### Task details:
Starting with the line that contains "of the cluster", reproduce each line through the end of the entries exactly as written.

▽

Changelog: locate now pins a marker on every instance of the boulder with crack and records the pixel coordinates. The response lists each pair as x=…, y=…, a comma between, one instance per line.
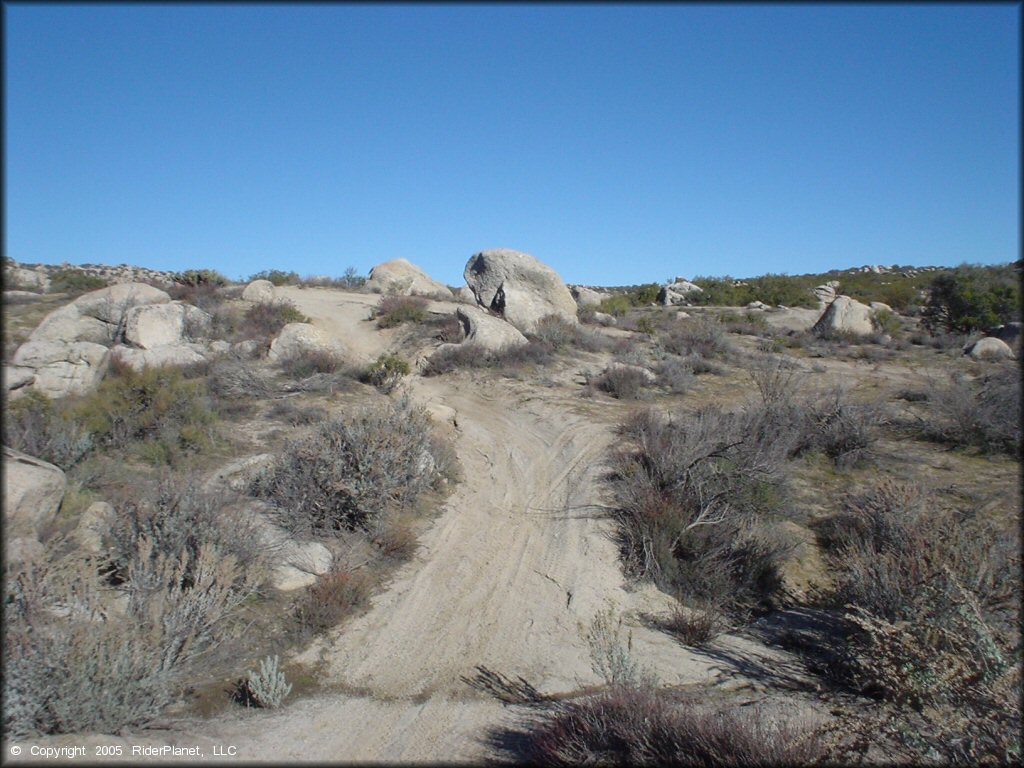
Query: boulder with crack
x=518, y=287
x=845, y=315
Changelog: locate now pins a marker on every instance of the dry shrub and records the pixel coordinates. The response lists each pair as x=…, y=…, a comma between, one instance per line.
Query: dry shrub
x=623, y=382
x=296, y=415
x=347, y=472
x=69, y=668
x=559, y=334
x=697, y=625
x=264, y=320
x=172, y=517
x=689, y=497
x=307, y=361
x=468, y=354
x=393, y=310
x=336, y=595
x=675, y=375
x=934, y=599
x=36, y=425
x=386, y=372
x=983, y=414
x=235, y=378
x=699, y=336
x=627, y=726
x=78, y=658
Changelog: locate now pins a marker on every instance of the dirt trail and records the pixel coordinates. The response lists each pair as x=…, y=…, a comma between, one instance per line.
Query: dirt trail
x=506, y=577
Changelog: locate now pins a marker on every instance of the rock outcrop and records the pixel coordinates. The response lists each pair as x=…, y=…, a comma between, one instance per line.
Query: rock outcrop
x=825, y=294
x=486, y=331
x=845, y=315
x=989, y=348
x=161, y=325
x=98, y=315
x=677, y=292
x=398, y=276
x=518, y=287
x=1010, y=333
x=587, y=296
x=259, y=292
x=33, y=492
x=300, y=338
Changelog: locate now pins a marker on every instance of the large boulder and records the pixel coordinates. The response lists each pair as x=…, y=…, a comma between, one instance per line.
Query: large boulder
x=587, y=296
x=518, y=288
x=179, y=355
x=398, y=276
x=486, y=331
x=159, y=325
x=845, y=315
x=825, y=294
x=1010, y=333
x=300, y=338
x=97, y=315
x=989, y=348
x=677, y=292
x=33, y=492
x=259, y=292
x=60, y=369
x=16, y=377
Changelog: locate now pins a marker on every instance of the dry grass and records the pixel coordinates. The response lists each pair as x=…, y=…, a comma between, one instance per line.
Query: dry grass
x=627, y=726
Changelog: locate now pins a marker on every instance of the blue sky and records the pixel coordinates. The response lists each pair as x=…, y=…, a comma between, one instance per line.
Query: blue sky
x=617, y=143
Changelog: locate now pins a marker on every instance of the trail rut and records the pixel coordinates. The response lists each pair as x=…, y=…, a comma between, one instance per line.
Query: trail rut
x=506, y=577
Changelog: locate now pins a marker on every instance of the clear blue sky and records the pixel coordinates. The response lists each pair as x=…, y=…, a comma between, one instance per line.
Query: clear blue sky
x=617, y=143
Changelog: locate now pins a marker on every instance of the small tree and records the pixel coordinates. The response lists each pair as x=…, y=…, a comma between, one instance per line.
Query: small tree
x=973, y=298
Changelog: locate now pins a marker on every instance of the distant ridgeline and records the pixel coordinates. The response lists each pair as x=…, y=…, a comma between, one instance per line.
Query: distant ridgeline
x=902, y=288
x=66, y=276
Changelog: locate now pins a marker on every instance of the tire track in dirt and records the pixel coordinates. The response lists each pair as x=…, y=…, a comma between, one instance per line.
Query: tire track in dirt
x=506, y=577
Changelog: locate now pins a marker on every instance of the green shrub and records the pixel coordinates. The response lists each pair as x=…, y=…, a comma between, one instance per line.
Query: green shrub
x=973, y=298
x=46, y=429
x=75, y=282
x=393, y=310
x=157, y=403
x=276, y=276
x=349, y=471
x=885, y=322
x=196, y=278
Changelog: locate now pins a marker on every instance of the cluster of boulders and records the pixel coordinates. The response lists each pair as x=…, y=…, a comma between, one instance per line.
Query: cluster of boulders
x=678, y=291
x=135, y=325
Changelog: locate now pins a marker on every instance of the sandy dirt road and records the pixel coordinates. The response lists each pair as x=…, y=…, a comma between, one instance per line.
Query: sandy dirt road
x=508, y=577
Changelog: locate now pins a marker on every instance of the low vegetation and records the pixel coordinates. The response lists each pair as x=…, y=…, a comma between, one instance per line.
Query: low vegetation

△

### Solution to the problem:
Changelog: locate now pins a marker on every instance of the cluster of boulders and records the pixel coordinates. The response lists each pair as x=…, y=…, a comma between, one instance per line.
Query: cluster of boulders
x=678, y=291
x=135, y=325
Changelog: locate now pins a marker on every instance of the sandy dirt road and records the pixel coordinates. The response lists each pair as x=…, y=…, a comma between, one instance per line.
Query: sandy dirt road
x=508, y=577
Changelog: locate now pins a marker on every instance of the low vegetation and records the pixel coordinates. The response lists each pair as x=…, y=…, a comma between, one instance per line.
Query: low vegetation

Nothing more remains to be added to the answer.